Write out each entry again. Keep every word exactly as it is.

Recorded data:
===

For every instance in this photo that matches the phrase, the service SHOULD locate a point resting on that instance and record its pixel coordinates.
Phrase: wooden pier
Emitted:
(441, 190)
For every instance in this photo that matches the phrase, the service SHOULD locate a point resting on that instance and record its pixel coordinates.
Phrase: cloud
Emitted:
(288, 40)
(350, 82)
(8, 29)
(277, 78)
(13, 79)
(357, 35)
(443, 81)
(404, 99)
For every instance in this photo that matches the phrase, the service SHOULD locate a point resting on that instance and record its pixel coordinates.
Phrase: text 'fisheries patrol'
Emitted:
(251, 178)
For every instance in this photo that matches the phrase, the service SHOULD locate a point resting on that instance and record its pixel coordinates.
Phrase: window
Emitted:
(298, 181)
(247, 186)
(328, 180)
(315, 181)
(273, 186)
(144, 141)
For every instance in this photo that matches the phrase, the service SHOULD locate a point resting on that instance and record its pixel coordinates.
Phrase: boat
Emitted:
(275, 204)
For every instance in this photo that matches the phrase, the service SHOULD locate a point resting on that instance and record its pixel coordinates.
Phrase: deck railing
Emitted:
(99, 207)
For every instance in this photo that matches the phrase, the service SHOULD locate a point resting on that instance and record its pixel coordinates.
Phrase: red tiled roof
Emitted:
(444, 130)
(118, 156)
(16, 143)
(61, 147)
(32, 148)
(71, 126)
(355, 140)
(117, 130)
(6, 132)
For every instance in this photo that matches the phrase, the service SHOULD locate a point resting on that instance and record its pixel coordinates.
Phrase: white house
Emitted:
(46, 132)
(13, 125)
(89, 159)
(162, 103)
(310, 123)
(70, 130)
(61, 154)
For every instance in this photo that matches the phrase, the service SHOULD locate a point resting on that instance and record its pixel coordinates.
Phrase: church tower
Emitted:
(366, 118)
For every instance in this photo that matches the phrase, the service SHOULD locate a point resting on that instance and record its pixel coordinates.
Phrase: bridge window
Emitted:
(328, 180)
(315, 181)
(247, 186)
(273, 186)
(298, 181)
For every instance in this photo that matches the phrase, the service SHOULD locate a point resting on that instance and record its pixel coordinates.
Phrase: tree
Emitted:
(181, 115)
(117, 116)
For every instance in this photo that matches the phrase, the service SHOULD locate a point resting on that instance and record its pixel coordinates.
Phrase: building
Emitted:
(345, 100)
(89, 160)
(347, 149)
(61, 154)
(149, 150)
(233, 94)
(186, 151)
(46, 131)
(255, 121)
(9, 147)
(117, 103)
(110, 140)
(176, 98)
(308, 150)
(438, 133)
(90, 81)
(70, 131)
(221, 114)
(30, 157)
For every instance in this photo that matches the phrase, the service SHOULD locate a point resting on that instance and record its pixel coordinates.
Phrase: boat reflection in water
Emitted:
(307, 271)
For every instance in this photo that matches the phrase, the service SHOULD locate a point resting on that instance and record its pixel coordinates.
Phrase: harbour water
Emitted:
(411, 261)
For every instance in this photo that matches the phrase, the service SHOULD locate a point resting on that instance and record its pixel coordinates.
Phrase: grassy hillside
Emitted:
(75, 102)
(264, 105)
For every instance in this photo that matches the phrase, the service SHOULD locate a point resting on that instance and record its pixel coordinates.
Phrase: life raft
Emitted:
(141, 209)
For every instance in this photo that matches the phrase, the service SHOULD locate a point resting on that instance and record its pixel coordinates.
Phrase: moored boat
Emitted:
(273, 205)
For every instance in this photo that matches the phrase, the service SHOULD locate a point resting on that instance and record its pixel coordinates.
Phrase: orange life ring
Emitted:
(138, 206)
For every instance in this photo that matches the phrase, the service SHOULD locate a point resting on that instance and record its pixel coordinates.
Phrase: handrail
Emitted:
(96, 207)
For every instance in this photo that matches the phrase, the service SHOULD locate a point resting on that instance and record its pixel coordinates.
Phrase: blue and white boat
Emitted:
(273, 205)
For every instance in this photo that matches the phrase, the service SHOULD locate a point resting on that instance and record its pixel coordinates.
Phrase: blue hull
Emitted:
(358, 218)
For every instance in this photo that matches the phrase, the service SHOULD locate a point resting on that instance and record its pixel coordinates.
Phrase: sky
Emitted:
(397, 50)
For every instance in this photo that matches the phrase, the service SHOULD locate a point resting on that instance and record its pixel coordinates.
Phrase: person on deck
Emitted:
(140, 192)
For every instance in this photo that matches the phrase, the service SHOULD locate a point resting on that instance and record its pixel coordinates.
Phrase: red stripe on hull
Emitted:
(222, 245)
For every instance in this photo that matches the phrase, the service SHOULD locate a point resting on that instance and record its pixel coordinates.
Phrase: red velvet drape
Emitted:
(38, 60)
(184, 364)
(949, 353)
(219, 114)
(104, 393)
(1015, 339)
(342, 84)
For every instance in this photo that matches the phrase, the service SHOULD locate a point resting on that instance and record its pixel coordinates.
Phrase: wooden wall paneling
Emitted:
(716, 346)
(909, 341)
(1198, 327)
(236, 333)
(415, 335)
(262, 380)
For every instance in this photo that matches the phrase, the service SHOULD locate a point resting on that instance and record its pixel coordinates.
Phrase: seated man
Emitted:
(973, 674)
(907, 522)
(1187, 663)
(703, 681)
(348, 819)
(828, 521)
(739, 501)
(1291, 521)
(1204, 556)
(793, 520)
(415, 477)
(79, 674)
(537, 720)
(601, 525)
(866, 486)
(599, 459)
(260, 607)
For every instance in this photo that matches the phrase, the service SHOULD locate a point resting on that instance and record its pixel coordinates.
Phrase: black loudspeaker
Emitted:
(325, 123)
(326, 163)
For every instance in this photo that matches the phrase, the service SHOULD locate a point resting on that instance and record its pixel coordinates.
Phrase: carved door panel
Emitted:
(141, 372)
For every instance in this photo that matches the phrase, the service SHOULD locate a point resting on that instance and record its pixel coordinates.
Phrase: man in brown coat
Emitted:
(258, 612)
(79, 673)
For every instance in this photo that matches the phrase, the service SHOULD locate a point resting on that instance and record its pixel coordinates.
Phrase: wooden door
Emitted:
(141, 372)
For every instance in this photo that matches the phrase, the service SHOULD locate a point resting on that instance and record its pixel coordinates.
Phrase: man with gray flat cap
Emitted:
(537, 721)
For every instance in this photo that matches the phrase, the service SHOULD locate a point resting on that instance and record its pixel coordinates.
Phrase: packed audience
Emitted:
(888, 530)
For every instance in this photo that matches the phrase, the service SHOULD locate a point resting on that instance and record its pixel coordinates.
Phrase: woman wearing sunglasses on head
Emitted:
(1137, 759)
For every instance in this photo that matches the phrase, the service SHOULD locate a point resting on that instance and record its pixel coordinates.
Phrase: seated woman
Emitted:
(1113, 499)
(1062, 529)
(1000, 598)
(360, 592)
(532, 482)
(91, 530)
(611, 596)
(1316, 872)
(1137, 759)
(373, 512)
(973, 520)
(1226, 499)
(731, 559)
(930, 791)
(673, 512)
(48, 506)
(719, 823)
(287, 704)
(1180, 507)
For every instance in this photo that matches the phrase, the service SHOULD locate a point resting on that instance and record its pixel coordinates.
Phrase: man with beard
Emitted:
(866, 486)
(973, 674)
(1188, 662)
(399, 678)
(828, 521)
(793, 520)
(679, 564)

===

▶ [Response to the exercise]:
For every instance in this photo that matches the phrase, the service SHOULD locate a point resting on that instance and record its pixel coordinates.
Phrase: wooden pier
Emitted:
(441, 190)
For every instance in this photo that matches the phrase, the service SHOULD locate a point resting on that instance and record its pixel coordinates.
Phrase: cloud
Emitted:
(288, 40)
(350, 82)
(8, 29)
(277, 78)
(13, 79)
(357, 35)
(443, 81)
(404, 99)
For every instance in this photo that matches the phrase, the service SHOULD locate a point resting on that instance and record its pixel coordinates.
Phrase: text 'fisheries patrol'
Emitted:
(251, 178)
For every instance in this photo that matches the phrase, the service SHOULD locate a point resting on that instance and record its pixel coordinates.
Phrase: window
Emitted:
(298, 181)
(247, 186)
(328, 180)
(315, 181)
(273, 186)
(144, 141)
For every instance in this photo that matches the phrase, the service SHOULD locate a point resting on that instance and record its pixel coordinates.
Phrase: boat
Emitted:
(275, 204)
For every instance in this photo that matches the phrase, the service SHOULD locate a point resting on that instance and record its pixel coordinates.
Phrase: deck railing
Emitted:
(99, 207)
For every instance in this photo that matches the phrase, the service SHOULD locate a point resting on that instance and record its pixel coordinates.
Phrase: red tiled roof
Emitted:
(444, 130)
(118, 156)
(16, 143)
(61, 147)
(32, 148)
(71, 126)
(355, 140)
(117, 130)
(6, 132)
For every instance in this photo that matches the phrase, the service SHOULD locate a point resting on that instance and record its pixel coordinates.
Phrase: white house
Emitted:
(46, 132)
(13, 125)
(89, 159)
(162, 103)
(310, 123)
(70, 130)
(61, 154)
For every instance in this photo that matches the phrase, the service SHOULD locate a point resting on that instance and record its pixel coordinates.
Phrase: church tower
Emitted:
(366, 118)
For every instance in this photo that matches the phrase, the service SHOULD locate a point resting on that instance and record its pixel coordinates.
Phrase: bridge window
Emitted:
(328, 180)
(315, 181)
(247, 186)
(273, 186)
(298, 181)
For every instance in this photo that matches the phrase, the service SHOULD locate a point resting on that instance and record its pixel coordinates.
Phrase: tree
Emitted:
(181, 115)
(117, 116)
For every instance in this photo that matches the phrase, the service SHOULD locate a point resting on that instance and record its pixel coordinates.
Phrase: building
Emitted:
(345, 100)
(89, 160)
(347, 149)
(61, 154)
(149, 150)
(233, 94)
(186, 151)
(46, 131)
(255, 121)
(9, 147)
(117, 103)
(110, 140)
(176, 98)
(308, 150)
(438, 133)
(90, 81)
(70, 131)
(221, 114)
(30, 157)
For every instance in this photo that matches the phrase, the service SHOULD locate a point resting on that instance and record its pixel coordinates.
Phrase: boat reflection in water
Emitted:
(307, 271)
For every instance in this photo that matches the phrase, the service SHOULD locate a point resting on that instance and record its pixel coordinates.
Phrase: harbour water
Emitted:
(411, 261)
For every instance in this photo that matches the phrase, the service SHOULD locate a point resting on that instance and record its pixel coordinates.
Phrase: grassy hillside
Emitted:
(75, 102)
(264, 105)
For every instance in this photo that matches the phrase, the service SHOULD locate a point resting on that instance and record its pixel coordinates.
Phrase: life raft
Emitted:
(141, 209)
For every instance in this photo that matches the phrase, the service SHOULD locate a point resting on that instance and record its pixel coordinates.
Phrase: moored boat
Emitted:
(273, 205)
For every instance in this photo that matches the phrase, the service SHOULD locate a point resting on that instance and record its pixel coordinates.
Phrase: orange life ring
Emitted:
(138, 206)
For every instance in this photo that matches the phrase, the service SHOULD locate a point resting on that instance and record its pixel coordinates.
Phrase: handrail
Emitted:
(96, 207)
For every instance in this photo that matches the phrase, the service SHOULD locate a point resting on that instance and record its pixel coordinates.
Phrase: blue and white boat
Emitted:
(273, 205)
For every instance in this photo that matches the phrase, the service SHOULD locate a point resting on that instance and record its pixel coordinates.
Phrase: blue hull
Emitted:
(358, 218)
For every instance in this photo that matches the phrase, the service SHOULD locate a point resting on that instance and record its pixel coordinates.
Phrase: sky
Emitted:
(397, 50)
For every instance in this photo that matches the phrase, the service SHOULD locate a point resting on that instance and record its pixel coordinates.
Phrase: person on deck
Emitted:
(140, 192)
For every instance in this photo that matches the phrase, the service SHOULD locate a point resting on that instance and record its pixel coordinates.
Phrase: red stripe on hull
Emitted:
(222, 245)
For every instance in this photo that matches the phrase, the service SHOULD locate a point resting on that instance and record its pixel coordinates.
Phrase: red velvet drape
Emitted:
(38, 60)
(184, 364)
(949, 353)
(219, 114)
(104, 393)
(1015, 339)
(342, 84)
For every instance in this photo that matches the phrase, the service SHOULD locate a point resting on that instance and record its pixel coordinates.
Phrase: wooden wall paneling
Emitted:
(716, 346)
(909, 341)
(1198, 327)
(236, 333)
(415, 335)
(262, 380)
For every instance in this photo that matches the phrase, the service SHOULD locate a point resting on that instance and record its pixel coordinates.
Phrase: seated man
Emitted:
(973, 674)
(907, 522)
(1187, 663)
(703, 681)
(348, 819)
(828, 521)
(739, 501)
(1291, 521)
(1204, 556)
(793, 520)
(415, 477)
(79, 674)
(537, 720)
(601, 525)
(866, 486)
(599, 459)
(260, 607)
For every instance in this photo that matches the phrase, the service SHOULD locate a point resting on that instance and record its pixel coordinates.
Phrase: black loudspeaker
Emitted:
(325, 123)
(326, 163)
For every instance in this photo that matches the phrase, the service SHOULD locate a point resting on that instance and record its pixel coordinates.
Phrase: carved door panel
Emitted:
(141, 372)
For every instance in this photo that matches the phrase, the service SHOULD locate a point resting on that instance and record its pixel coordinates.
Phrase: man in brown coat
Emitted:
(258, 612)
(79, 673)
For every instance in this photo that matches the phrase, the service SHOULD locate a point resting on that instance and record its pixel coordinates.
Phrase: wooden door
Emitted:
(141, 372)
For every instance in this photo that matches the phrase, the service SHOULD locate a point resting on that instance and record its pixel coordinates.
Phrase: man with gray flat cap
Emitted:
(537, 721)
For every instance in this photo that matches the phrase, the service SHOULD locate a point resting on that instance and record its pixel coordinates.
Phrase: packed audience
Emitted:
(888, 530)
For every instance in this photo that matches the phrase, the service SHOULD locate a point resting on that instance and record its pixel coordinates.
Phrase: woman wearing sunglasses on head
Emitted:
(1137, 759)
For every instance in this photo that matches the phrase, the service SHOULD locate a point resting on that instance and record its pixel coordinates.
Phrase: seated woman
Emitted:
(1113, 499)
(1062, 529)
(1000, 598)
(360, 592)
(532, 482)
(91, 530)
(611, 596)
(1316, 872)
(1137, 759)
(373, 512)
(973, 520)
(1226, 499)
(731, 559)
(930, 791)
(673, 512)
(48, 506)
(719, 823)
(287, 704)
(1180, 507)
For every instance in this photo that matches the phrase, the service SHOULD locate a point resting on that instance and record its pixel coordinates.
Phrase: man with beard
Emitted:
(866, 486)
(973, 674)
(1188, 662)
(399, 678)
(828, 521)
(793, 520)
(679, 564)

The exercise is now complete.